- TASK DETAILS -
Find each line in the data below that contains the string "door", matching case exactly, and copy every such line in full.
-- Start DATASET EXTRACT --
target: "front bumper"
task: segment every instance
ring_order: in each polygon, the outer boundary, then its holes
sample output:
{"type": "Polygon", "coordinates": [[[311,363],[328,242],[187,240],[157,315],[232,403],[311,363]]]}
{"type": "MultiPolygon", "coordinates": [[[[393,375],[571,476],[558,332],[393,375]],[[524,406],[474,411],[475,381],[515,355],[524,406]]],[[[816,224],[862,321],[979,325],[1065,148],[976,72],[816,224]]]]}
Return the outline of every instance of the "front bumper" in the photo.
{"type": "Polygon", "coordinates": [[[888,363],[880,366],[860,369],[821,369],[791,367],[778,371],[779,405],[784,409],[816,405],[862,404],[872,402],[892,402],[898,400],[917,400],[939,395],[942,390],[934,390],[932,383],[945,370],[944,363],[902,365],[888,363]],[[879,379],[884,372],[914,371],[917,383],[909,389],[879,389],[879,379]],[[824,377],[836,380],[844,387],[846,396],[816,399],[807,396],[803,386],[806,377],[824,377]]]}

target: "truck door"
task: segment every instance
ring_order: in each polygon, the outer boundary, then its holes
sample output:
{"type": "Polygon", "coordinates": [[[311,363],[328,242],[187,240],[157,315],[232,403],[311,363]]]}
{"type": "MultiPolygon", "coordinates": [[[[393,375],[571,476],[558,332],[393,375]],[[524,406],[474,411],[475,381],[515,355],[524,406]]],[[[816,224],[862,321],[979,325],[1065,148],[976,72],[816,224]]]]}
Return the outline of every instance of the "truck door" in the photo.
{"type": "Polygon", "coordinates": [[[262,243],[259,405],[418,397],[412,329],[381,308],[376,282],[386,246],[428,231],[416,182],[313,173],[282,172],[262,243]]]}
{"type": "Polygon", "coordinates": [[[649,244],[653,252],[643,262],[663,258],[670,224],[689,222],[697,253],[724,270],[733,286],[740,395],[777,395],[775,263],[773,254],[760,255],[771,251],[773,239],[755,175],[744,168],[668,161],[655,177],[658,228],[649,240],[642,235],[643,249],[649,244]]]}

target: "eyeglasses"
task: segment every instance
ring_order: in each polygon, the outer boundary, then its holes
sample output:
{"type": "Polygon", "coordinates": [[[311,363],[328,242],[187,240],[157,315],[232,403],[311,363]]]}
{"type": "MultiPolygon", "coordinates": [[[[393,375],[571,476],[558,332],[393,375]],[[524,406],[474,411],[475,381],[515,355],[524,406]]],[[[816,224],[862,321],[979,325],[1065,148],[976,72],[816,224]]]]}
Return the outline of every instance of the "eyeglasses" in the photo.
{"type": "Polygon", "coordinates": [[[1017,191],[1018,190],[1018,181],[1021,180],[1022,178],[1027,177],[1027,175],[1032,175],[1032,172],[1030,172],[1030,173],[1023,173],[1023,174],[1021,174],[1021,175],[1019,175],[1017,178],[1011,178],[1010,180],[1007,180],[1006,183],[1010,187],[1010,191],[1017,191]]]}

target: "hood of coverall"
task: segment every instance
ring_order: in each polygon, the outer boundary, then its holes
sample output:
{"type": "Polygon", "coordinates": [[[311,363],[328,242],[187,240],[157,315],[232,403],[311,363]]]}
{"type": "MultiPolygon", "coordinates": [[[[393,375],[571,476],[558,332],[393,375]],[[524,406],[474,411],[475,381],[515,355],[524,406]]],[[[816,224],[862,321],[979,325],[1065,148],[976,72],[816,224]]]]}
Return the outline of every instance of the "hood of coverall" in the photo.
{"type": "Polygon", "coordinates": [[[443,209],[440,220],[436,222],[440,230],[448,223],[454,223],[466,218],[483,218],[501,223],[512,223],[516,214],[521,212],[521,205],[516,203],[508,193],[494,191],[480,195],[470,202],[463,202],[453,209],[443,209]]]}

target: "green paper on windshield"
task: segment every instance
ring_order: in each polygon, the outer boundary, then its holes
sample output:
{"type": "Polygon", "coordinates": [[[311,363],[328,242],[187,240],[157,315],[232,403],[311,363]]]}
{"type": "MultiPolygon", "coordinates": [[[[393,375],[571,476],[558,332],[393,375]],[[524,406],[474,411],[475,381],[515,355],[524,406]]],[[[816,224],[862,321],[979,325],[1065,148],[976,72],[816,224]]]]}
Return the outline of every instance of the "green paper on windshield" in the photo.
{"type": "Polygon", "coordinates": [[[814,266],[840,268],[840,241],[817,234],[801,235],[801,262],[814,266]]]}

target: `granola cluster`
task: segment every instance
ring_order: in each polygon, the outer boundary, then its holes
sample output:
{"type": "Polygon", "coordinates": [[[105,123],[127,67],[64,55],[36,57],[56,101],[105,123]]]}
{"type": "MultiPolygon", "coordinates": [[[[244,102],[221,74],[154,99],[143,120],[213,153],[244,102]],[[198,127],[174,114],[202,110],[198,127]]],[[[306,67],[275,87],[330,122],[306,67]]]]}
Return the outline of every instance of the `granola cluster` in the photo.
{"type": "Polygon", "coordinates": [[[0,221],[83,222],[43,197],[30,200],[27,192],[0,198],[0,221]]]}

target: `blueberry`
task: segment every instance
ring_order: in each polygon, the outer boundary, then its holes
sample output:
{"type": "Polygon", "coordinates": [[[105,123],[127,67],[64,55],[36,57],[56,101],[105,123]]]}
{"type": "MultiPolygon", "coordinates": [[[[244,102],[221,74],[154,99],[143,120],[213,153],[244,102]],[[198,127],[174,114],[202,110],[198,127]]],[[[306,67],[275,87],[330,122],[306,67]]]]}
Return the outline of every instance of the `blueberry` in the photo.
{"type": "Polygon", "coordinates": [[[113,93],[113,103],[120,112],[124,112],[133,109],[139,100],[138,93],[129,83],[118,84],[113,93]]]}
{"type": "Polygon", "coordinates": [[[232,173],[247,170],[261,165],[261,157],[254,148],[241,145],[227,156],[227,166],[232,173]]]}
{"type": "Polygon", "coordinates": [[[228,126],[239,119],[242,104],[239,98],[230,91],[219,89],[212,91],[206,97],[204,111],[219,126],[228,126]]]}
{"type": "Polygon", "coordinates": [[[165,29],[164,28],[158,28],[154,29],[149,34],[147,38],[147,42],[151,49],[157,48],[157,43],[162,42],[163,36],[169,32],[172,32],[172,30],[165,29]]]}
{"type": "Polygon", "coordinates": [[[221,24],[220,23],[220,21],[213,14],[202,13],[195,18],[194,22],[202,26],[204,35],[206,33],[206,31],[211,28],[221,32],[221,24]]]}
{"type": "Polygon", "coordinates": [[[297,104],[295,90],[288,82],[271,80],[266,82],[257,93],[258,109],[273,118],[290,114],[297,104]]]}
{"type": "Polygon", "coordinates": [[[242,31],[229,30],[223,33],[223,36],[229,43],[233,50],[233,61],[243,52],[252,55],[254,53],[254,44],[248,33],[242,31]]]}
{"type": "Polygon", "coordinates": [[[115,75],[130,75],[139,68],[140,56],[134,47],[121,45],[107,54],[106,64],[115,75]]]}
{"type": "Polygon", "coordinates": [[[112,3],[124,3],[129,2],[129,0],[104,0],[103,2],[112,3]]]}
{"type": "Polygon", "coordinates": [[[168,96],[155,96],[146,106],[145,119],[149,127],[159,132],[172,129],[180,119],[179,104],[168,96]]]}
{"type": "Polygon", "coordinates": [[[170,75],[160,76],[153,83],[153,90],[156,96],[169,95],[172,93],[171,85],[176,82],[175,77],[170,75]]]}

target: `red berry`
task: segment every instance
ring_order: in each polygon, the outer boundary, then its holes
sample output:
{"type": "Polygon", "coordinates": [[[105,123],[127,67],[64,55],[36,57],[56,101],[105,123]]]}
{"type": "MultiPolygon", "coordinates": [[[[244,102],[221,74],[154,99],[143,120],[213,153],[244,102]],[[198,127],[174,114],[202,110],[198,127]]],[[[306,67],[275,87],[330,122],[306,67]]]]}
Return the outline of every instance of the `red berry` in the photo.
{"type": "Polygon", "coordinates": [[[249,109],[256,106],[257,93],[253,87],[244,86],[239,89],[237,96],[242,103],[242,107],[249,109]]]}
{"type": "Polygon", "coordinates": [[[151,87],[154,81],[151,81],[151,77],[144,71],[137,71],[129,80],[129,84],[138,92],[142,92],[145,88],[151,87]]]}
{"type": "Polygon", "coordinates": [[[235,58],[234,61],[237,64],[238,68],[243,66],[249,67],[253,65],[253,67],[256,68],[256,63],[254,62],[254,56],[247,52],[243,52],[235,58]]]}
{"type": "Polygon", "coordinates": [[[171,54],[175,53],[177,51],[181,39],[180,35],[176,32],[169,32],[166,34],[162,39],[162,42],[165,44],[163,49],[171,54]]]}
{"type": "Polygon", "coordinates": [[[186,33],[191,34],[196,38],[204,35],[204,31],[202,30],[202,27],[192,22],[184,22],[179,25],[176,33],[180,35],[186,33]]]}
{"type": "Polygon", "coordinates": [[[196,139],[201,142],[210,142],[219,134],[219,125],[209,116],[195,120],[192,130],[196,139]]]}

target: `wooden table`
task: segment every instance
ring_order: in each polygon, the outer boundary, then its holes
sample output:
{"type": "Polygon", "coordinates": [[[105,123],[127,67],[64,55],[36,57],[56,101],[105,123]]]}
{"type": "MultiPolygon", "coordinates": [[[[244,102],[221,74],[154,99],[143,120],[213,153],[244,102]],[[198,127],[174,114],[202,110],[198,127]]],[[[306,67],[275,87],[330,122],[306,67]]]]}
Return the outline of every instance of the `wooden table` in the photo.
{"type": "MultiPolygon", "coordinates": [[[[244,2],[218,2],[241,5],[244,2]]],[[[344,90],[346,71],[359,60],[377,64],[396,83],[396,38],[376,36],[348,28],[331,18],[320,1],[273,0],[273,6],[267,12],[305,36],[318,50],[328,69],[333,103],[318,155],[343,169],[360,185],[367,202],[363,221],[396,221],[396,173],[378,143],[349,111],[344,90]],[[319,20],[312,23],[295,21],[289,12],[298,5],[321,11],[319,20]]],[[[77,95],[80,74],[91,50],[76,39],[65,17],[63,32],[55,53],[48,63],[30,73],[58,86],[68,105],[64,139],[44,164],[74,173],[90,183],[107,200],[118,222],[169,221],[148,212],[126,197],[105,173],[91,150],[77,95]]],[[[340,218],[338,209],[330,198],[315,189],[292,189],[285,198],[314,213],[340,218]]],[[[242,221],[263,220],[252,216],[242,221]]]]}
-- End DATASET EXTRACT --
- RESULT OF THIS TASK -
target: "truck door"
Return the outline of every instance of the "truck door" in the photo.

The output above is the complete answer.